Segmentation mask data:

▼

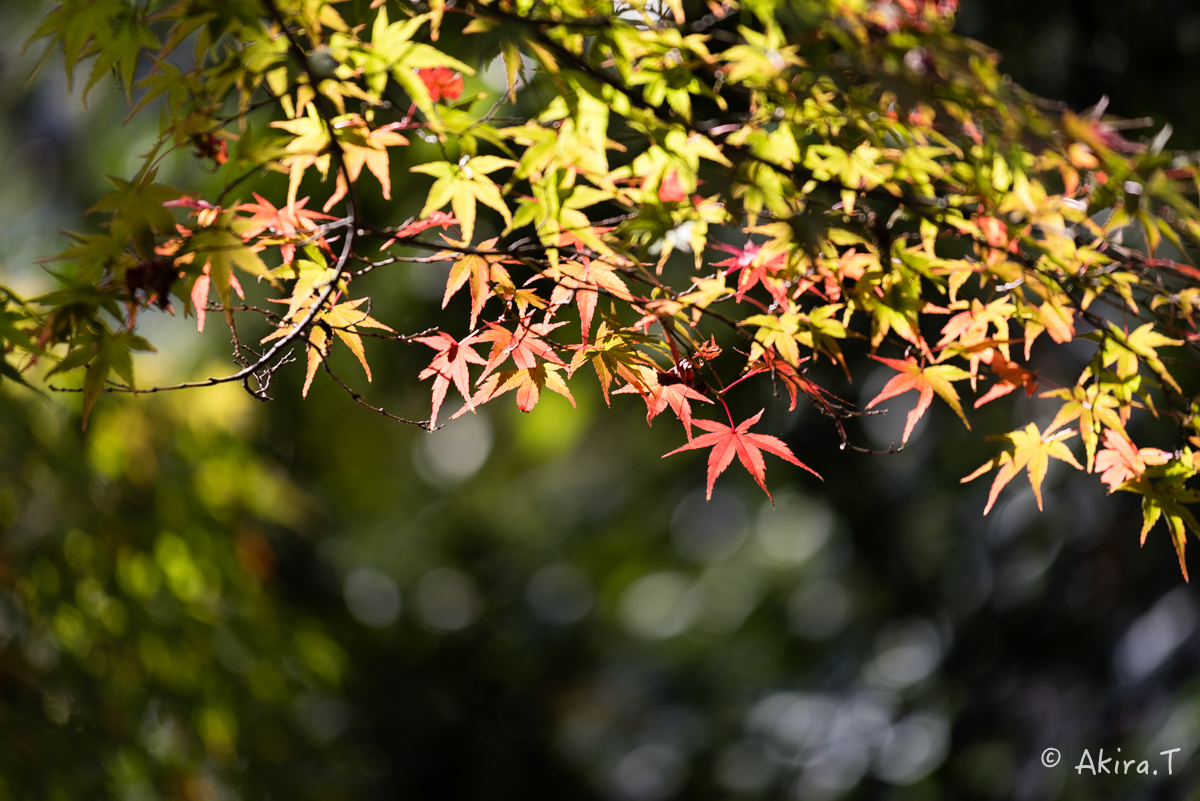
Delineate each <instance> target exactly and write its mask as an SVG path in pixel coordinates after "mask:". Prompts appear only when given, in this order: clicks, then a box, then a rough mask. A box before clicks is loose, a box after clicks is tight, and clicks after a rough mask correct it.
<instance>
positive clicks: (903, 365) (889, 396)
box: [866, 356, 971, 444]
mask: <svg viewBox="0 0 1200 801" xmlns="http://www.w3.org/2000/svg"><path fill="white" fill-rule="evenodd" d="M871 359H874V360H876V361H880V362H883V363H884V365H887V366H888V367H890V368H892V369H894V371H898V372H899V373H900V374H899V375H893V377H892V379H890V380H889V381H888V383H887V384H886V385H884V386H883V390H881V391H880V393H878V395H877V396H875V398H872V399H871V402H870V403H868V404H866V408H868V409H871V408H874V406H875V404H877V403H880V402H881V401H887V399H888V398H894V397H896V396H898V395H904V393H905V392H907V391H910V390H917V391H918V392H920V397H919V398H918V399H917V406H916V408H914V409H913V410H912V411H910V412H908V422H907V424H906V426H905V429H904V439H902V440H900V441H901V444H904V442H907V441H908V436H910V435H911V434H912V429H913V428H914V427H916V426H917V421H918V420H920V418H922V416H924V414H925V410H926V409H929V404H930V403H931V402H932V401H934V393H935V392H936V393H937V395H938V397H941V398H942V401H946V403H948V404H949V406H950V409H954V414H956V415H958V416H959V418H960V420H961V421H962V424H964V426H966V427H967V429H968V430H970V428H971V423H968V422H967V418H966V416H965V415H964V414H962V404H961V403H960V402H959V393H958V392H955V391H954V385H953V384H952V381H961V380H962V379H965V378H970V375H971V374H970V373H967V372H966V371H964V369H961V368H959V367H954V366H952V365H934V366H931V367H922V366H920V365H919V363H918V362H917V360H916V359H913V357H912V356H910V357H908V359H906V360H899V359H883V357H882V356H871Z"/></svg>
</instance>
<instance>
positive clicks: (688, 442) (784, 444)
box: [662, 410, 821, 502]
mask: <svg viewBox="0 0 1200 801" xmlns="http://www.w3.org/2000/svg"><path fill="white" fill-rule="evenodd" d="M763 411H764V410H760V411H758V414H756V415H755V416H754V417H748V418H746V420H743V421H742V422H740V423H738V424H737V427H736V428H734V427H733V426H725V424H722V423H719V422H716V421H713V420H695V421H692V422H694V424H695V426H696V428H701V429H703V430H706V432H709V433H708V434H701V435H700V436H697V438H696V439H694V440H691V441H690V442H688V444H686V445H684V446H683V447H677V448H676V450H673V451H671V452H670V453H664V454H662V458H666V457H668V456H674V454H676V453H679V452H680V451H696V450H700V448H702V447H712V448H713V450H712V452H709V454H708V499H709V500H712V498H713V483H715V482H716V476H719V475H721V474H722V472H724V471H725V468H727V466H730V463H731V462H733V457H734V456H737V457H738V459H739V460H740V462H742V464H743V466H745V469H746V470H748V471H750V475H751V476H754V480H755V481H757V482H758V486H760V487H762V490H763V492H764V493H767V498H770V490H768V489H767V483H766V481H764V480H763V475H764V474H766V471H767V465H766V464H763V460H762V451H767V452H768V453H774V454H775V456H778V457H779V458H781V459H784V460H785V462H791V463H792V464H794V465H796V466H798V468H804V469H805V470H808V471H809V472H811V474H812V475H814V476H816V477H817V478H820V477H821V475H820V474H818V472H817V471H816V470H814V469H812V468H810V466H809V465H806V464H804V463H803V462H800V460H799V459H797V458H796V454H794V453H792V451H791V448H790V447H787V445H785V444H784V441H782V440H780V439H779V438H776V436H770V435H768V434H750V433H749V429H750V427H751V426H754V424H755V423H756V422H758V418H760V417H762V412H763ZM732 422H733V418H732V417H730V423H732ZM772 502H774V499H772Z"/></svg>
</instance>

▲

■ Action item: Revise the listing by replacing every occurrence of "positive clicks" with "foreground clicks" and keeping everything else unchanged. Leave the pictures out of your answer.

■ Solution to the problem:
Delineate each <instance> target exactly and write its mask as an SVG path in pixel coordinates after "mask:". Prompts appear only when given, in this order: clicks, then a box, then a rough mask. A box before clicks is loose, a box after clicks is tight, and clicks after a rough mask correct it.
<instance>
foreground clicks: (903, 365) (889, 396)
box: [866, 356, 971, 444]
mask: <svg viewBox="0 0 1200 801" xmlns="http://www.w3.org/2000/svg"><path fill="white" fill-rule="evenodd" d="M871 359H874V360H876V361H880V362H883V363H884V365H887V366H888V367H890V368H892V369H894V371H898V372H899V373H900V374H899V375H893V377H892V379H890V380H889V381H888V383H887V384H886V385H884V386H883V390H881V391H880V393H878V395H877V396H875V398H872V399H871V402H870V403H868V404H866V408H868V409H871V408H874V406H875V404H877V403H880V402H881V401H887V399H888V398H894V397H896V396H898V395H904V393H905V392H907V391H910V390H917V391H918V392H920V397H919V398H918V399H917V406H916V408H914V409H913V410H912V411H910V412H908V422H907V424H906V426H905V429H904V439H902V440H900V441H901V444H904V442H907V441H908V436H910V435H911V434H912V429H913V428H914V427H916V426H917V421H918V420H920V418H922V416H924V414H925V410H926V409H929V404H930V403H931V402H932V401H934V393H935V392H936V393H937V395H938V397H941V398H942V401H946V403H948V404H949V406H950V409H954V414H956V415H958V416H959V418H960V420H961V421H962V424H964V426H966V427H967V429H968V430H970V428H971V423H968V422H967V418H966V416H965V415H964V414H962V404H961V403H960V402H959V393H958V392H955V391H954V385H953V384H952V381H961V380H962V379H965V378H970V375H971V374H970V373H967V372H966V371H964V369H961V368H959V367H954V366H952V365H934V366H931V367H922V366H920V365H919V363H918V362H917V360H916V359H913V357H912V356H910V357H908V359H906V360H899V359H883V357H882V356H871Z"/></svg>
</instance>
<instance>
foreground clicks: (688, 442) (784, 444)
box: [662, 410, 821, 502]
mask: <svg viewBox="0 0 1200 801" xmlns="http://www.w3.org/2000/svg"><path fill="white" fill-rule="evenodd" d="M763 411H764V410H760V411H758V414H756V415H755V416H754V417H748V418H746V420H743V421H742V422H740V423H738V424H737V427H736V428H734V427H733V426H725V424H722V423H719V422H716V421H713V420H695V421H692V422H694V424H695V426H696V428H701V429H703V430H706V432H709V433H708V434H701V435H700V436H697V438H696V439H694V440H691V441H690V442H688V444H686V445H684V446H683V447H677V448H676V450H673V451H671V452H670V453H664V454H662V458H666V457H668V456H674V454H676V453H679V452H680V451H696V450H700V448H702V447H712V448H713V450H712V452H709V454H708V499H709V500H712V498H713V483H715V482H716V476H719V475H721V474H722V472H724V471H725V468H727V466H730V463H731V462H733V457H734V456H737V457H738V459H739V460H740V462H742V464H743V466H745V469H746V470H748V471H750V475H751V476H754V480H755V481H757V482H758V486H760V487H762V490H763V492H764V493H767V498H770V490H768V489H767V483H766V481H764V480H763V475H764V474H766V471H767V465H766V464H763V460H762V451H767V452H768V453H774V454H775V456H778V457H779V458H781V459H784V460H785V462H791V463H792V464H794V465H796V466H798V468H804V469H805V470H808V471H809V472H811V474H812V475H814V476H816V477H817V478H820V477H821V475H820V474H818V472H817V471H816V470H814V469H812V468H810V466H809V465H806V464H804V463H803V462H800V460H799V459H797V458H796V454H794V453H792V451H791V448H790V447H787V445H785V444H784V441H782V440H780V439H779V438H776V436H770V435H768V434H750V433H749V429H750V427H751V426H754V424H755V423H756V422H758V418H760V417H762V412H763ZM732 422H733V418H732V417H730V423H732ZM772 502H774V499H772Z"/></svg>
</instance>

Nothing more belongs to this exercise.